> [Document segment]
Introduction

Pneumonia is a form of acute respiratory infection caused by viruses, bacteria, and fungi and a major cause of morbidity and mortality globally. According to the World Health Organization (WHO)’s 2019 Global Health Estimates, pneumonia and other lower respiratory infections were ranked as the fourth leading cause of death and disability-adjusted life years1. In Korea, deaths due to pneumonia have continued to increase since 2000, and in 2019, the death rate for pneumonia stood at 45.1 per 100,000 population, ranking as the third leading cause of deaths2. In a recent study in Korea, the hospitalization rate due to bacterial pneumonia was reported to be 161.5 per 10,000 population over the age of 653. Several risk factors, such as diabetes, cardiovascular disease, smoking, asthma, and chronic obstructive pulmonary disease (COPD), have been shown to increase the likelihood of the development of pneumonia4.

Chronic rhinosinusitis (CRS) is a chronic upper airway inflammation that can greatly influence the health-related quality of life of patients and the socioeconomic burden5. Several epidemiological studies have shown that CRS is associated with lower airway diseases such as asthma6, bronchiectasis7, and COPD8. This interdependence of the upper and lower respiratory tracts has led to the concept of the “unified airway”, which considers the upper and lower airways to be a single functional unit9.

> [Assigned task] Transcribe the entire introduction on pneumonia and chronic rhinosinusitis above, word for word. Work from the text above and nothing else.

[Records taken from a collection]
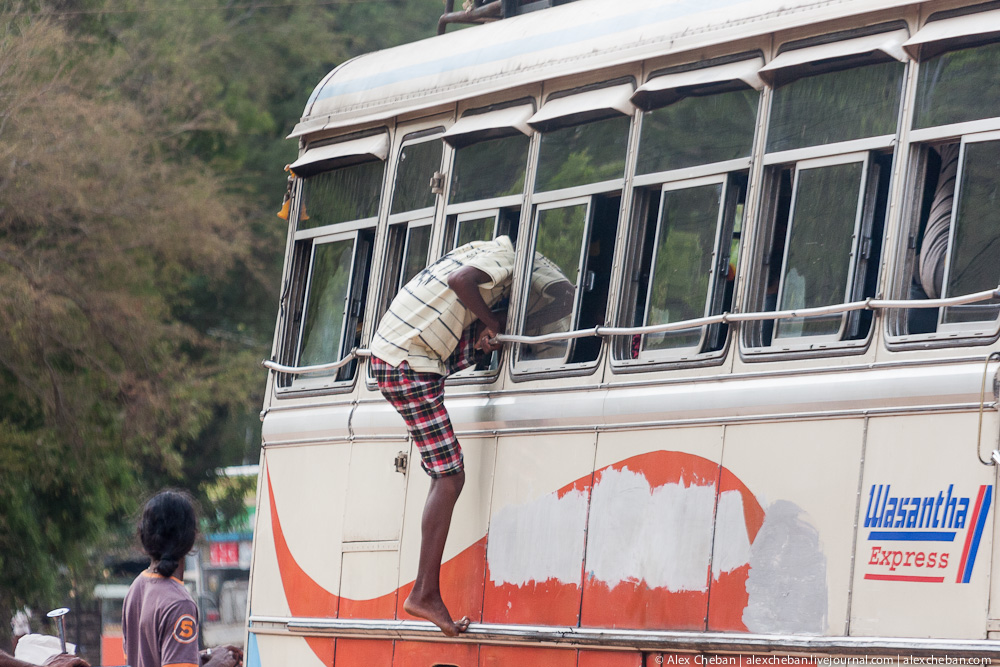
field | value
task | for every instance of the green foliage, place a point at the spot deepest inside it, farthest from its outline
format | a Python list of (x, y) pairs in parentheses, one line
[(141, 148)]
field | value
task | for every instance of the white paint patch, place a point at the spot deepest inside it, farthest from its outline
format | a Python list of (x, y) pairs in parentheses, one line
[(539, 540), (732, 543), (662, 536), (787, 582)]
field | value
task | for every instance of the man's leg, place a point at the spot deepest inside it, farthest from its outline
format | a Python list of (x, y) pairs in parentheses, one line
[(419, 399), (425, 600)]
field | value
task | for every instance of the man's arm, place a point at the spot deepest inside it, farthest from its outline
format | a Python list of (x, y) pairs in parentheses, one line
[(466, 282)]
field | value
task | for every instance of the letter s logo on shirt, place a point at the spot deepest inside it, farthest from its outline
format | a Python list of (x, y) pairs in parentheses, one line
[(186, 629)]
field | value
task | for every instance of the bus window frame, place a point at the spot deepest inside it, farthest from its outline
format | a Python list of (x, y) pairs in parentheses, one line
[(311, 383), (543, 365), (853, 269), (500, 208), (298, 281), (642, 187), (981, 332), (751, 347), (521, 369), (493, 213), (919, 141)]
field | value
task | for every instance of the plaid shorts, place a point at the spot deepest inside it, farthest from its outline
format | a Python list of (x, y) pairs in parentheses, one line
[(419, 399)]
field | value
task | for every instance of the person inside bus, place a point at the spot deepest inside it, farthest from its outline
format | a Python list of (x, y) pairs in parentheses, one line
[(159, 617), (432, 329)]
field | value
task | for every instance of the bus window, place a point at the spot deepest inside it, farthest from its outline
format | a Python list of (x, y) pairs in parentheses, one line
[(411, 214), (486, 185), (577, 201), (691, 183), (829, 143), (324, 300), (954, 246)]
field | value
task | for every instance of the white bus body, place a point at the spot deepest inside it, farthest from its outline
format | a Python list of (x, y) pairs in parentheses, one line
[(756, 484)]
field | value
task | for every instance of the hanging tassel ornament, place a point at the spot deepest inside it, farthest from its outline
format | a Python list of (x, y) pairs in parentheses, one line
[(286, 201)]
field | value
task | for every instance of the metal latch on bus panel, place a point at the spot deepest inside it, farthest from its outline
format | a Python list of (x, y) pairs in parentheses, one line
[(402, 460), (437, 183)]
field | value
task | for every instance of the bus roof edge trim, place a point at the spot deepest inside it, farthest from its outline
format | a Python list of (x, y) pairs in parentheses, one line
[(946, 29), (469, 129), (669, 88), (568, 110), (890, 43), (342, 154)]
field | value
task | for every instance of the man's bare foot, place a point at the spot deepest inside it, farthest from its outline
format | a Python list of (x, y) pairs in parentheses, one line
[(435, 612)]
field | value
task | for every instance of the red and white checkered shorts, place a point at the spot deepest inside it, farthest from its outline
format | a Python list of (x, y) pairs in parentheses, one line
[(419, 399)]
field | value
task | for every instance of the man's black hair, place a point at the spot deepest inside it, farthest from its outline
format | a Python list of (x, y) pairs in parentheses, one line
[(167, 529)]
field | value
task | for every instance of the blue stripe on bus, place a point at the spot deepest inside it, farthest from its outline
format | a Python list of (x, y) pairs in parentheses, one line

> [Response to this task]
Introduction

Pneumonia is a form of acute respiratory infection caused by viruses, bacteria, and fungi and a major cause of morbidity and mortality globally. According to the World Health Organization (WHO)’s 2019 Global Health Estimates, pneumonia and other lower respiratory infections were ranked as the fourth leading cause of death and disability-adjusted life years1. In Korea, deaths due to pneumonia have continued to increase since 2000, and in 2019, the death rate for pneumonia stood at 45.1 per 100,000 population, ranking as the third leading cause of deaths2. In a recent study in Korea, the hospitalization rate due to bacterial pneumonia was reported to be 161.5 per 10,000 population over the age of 653. Several risk factors, such as diabetes, cardiovascular disease, smoking, asthma, and chronic obstructive pulmonary disease (COPD), have been shown to increase the likelihood of the development of pneumonia4.

Chronic rhinosinusitis (CRS) is a chronic upper airway inflammation that can greatly influence the health-related quality of life of patients and the socioeconomic burden5. Several epidemiological studies have shown that CRS is associated with lower airway diseases such as asthma6, bronchiectasis7, and COPD8. This interdependence of the upper and lower respiratory tracts has led to the concept of the “unified airway”, which considers the upper and lower airways to be a single functional unit9.